=== Begin Enclosure ===

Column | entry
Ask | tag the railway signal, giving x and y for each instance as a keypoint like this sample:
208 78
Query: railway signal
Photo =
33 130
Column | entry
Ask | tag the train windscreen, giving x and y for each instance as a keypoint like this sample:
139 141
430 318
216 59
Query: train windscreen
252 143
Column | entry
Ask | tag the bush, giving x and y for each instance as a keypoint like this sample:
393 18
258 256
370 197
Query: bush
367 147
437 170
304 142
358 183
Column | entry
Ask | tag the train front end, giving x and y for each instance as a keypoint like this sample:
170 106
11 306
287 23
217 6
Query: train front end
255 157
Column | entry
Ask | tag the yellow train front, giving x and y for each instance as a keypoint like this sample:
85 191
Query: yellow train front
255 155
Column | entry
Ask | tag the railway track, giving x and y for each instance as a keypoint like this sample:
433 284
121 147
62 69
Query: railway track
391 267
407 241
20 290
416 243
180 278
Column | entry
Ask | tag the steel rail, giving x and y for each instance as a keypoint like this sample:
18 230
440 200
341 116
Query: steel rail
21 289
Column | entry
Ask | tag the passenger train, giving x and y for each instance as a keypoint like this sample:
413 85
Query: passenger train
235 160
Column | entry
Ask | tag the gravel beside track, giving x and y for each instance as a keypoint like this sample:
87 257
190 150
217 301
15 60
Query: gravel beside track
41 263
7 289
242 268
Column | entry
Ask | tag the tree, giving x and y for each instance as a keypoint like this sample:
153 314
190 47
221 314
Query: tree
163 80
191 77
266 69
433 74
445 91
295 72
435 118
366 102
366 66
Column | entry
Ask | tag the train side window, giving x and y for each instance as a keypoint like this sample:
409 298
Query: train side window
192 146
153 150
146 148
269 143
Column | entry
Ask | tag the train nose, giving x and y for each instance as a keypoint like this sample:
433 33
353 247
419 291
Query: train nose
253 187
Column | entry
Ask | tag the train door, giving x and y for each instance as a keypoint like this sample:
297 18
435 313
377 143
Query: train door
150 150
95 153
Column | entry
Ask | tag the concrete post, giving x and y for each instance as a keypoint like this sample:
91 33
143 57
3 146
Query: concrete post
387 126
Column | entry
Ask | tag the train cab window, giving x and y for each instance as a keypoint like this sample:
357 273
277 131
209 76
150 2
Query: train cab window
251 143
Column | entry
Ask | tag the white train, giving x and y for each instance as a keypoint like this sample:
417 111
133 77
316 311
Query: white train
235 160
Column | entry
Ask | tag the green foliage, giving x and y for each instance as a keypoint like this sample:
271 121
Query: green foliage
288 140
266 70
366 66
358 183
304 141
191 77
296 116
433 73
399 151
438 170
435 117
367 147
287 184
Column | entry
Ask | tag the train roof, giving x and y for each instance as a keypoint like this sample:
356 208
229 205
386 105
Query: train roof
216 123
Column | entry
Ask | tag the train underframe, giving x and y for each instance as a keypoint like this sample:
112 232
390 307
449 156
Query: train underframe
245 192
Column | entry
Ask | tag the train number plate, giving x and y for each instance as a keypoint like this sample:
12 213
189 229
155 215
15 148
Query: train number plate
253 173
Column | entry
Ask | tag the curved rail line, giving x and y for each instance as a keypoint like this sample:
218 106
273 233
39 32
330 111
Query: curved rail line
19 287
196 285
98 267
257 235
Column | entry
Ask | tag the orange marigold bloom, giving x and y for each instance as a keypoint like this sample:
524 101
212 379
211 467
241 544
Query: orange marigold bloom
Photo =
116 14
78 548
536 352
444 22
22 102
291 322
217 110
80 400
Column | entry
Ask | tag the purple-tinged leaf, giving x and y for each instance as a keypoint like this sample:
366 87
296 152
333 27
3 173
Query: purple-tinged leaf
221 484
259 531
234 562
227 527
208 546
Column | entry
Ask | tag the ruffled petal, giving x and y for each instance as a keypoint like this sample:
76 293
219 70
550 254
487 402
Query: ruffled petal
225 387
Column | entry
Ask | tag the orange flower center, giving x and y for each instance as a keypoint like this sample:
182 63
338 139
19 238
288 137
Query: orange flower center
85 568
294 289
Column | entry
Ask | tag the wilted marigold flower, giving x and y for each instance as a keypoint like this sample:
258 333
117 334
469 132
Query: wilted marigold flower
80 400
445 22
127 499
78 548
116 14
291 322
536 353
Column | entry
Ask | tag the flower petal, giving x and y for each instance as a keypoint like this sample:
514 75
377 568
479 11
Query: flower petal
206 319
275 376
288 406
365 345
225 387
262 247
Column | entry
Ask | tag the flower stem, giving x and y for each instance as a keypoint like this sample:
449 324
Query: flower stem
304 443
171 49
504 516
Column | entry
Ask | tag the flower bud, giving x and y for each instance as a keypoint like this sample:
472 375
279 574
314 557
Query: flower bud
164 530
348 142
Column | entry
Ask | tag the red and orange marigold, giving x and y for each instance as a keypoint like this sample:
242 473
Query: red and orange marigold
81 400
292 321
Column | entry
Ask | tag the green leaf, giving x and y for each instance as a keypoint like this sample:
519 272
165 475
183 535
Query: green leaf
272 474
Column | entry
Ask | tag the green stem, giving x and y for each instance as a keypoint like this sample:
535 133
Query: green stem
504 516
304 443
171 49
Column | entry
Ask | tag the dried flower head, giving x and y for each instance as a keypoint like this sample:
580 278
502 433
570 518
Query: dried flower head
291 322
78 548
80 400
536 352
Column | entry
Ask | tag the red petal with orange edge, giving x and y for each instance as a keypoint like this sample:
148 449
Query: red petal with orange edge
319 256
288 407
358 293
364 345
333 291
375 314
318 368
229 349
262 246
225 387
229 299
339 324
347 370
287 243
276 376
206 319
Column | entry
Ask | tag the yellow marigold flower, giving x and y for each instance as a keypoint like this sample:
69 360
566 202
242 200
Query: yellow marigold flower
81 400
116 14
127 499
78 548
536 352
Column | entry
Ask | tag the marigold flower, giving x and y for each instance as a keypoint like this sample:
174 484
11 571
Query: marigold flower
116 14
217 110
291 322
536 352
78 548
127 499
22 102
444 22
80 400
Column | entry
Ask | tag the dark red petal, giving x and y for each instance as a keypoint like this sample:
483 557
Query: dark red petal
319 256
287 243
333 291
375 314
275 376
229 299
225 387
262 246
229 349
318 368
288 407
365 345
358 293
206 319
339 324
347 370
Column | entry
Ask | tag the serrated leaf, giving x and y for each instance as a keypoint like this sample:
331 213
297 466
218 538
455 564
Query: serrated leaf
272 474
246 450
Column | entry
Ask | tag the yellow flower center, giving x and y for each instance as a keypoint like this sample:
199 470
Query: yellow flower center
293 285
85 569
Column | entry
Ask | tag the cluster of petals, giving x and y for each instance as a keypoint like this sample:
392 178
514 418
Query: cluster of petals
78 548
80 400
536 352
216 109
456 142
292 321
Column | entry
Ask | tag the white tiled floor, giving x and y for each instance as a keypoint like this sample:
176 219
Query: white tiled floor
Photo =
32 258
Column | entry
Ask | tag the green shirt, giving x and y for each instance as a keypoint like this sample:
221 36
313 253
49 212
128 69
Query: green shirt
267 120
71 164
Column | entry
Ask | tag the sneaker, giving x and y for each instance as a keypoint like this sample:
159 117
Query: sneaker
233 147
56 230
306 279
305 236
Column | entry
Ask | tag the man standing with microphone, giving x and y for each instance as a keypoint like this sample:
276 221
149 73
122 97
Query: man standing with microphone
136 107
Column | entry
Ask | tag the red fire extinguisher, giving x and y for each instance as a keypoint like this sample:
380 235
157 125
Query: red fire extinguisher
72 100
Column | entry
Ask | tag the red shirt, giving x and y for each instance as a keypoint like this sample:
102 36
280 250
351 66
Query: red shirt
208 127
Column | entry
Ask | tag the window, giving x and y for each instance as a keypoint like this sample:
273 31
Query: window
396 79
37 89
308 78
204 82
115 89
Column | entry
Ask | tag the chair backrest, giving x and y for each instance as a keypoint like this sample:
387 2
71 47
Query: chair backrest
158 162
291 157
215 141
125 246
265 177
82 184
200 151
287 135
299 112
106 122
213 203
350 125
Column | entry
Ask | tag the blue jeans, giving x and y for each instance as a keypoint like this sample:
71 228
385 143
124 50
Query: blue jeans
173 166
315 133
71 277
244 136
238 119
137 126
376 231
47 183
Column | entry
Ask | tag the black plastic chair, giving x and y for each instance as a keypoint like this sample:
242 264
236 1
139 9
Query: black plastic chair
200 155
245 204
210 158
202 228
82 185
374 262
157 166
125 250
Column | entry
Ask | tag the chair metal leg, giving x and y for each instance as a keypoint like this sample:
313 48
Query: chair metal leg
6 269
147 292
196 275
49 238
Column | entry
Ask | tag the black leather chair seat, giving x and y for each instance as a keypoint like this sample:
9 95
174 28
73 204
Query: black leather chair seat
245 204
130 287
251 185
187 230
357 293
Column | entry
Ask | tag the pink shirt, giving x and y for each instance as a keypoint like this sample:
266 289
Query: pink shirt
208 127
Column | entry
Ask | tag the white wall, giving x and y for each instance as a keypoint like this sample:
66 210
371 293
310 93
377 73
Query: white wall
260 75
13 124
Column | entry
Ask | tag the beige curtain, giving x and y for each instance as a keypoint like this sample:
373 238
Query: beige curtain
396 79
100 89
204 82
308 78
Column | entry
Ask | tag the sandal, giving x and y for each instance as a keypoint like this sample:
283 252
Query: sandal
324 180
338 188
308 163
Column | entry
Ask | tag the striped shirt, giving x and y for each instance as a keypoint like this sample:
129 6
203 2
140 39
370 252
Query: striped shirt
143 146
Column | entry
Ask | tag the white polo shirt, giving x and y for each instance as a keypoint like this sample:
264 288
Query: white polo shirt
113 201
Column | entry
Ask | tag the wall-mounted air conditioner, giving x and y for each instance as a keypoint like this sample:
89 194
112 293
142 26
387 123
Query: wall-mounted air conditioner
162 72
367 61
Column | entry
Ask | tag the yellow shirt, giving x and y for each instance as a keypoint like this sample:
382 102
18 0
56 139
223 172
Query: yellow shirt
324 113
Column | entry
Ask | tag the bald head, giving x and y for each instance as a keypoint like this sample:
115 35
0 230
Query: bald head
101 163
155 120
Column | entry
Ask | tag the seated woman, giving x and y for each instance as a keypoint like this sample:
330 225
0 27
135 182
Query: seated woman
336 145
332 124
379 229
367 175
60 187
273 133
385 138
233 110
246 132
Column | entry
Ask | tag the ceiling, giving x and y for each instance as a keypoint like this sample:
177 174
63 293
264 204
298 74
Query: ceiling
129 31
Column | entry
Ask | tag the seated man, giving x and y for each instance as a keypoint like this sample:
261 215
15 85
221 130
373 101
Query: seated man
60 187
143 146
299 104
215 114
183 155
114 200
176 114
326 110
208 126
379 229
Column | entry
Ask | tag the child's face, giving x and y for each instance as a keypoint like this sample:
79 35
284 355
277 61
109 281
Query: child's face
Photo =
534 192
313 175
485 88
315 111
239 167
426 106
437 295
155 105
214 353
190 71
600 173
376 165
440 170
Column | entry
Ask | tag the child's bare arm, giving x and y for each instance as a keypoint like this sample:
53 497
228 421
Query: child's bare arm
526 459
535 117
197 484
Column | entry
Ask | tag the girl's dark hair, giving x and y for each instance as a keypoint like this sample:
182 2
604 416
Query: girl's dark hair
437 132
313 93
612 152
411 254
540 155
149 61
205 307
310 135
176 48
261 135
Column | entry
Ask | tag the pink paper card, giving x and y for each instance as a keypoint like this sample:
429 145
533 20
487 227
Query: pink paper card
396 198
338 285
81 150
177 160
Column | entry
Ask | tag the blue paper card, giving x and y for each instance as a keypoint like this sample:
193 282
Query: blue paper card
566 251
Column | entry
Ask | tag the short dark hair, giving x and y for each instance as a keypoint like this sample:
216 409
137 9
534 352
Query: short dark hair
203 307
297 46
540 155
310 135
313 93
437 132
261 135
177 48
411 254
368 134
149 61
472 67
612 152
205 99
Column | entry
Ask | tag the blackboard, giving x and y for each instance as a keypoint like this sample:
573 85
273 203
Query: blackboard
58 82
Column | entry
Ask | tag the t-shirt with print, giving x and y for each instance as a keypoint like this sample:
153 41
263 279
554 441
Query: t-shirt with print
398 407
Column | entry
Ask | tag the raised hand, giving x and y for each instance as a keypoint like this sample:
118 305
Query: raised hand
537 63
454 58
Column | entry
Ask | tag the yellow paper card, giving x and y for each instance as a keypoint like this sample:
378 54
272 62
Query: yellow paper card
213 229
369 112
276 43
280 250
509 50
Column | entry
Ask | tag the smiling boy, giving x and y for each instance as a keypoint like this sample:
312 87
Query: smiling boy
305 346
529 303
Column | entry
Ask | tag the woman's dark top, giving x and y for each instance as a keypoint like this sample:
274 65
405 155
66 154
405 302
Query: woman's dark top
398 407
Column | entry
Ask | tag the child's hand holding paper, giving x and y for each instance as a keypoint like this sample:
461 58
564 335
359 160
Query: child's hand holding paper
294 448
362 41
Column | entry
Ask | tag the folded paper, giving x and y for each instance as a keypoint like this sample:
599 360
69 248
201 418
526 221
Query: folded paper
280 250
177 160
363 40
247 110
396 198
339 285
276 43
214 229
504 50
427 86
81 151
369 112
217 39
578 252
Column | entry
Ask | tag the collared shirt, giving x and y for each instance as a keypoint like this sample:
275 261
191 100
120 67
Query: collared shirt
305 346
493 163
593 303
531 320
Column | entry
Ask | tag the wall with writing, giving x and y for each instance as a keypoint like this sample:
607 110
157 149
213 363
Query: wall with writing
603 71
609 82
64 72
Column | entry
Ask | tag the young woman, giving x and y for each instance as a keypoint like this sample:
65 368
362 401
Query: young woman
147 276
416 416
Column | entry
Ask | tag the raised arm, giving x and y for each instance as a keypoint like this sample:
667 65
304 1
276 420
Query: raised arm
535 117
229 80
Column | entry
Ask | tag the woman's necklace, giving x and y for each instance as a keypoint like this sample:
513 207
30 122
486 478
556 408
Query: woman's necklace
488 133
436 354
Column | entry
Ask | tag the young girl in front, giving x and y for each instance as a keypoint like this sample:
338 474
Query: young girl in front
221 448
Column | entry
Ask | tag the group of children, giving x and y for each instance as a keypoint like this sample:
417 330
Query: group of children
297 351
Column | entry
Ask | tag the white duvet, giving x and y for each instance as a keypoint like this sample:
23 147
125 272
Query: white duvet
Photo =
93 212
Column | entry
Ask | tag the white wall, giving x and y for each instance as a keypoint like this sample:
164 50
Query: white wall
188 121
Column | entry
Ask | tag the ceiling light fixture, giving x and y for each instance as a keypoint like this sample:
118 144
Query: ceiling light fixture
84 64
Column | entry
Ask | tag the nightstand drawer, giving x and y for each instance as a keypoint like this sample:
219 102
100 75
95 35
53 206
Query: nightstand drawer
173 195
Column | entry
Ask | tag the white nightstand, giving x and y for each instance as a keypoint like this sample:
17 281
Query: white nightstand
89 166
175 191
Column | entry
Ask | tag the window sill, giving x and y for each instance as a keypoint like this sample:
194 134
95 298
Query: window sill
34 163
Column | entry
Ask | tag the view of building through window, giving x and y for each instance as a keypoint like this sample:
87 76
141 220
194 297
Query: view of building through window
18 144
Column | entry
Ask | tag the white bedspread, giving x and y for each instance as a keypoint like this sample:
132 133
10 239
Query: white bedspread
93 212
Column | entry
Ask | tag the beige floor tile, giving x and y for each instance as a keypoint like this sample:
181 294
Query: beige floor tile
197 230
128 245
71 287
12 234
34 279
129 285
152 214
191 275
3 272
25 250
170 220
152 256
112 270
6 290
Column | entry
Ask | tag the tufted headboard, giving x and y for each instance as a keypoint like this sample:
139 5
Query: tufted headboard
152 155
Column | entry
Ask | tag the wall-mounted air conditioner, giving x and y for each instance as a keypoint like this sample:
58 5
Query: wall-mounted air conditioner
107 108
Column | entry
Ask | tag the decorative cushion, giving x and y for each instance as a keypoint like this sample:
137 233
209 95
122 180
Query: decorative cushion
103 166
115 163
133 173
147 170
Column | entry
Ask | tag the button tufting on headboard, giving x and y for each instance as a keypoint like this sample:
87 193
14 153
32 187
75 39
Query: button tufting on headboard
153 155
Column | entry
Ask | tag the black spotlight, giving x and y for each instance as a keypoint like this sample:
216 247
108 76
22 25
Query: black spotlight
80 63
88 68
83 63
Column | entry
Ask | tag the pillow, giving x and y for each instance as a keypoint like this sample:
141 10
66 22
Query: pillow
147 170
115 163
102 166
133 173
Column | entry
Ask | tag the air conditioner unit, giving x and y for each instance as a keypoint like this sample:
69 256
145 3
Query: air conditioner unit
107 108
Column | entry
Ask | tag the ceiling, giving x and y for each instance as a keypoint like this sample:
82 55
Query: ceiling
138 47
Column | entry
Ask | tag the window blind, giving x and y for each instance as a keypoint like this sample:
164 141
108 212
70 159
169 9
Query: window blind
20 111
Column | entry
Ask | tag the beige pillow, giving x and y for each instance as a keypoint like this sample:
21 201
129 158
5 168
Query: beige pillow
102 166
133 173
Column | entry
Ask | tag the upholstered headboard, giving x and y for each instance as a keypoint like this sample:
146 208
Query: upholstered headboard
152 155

=== End Enclosure ===

## YOUR ASSIGNMENT
Extract every line containing the string "face" from the material.

## RESULT FOR THIS EXERCISE
Ask | tag the child's face, giving x and y for each instance as a keypoint like this sample:
Query: child's face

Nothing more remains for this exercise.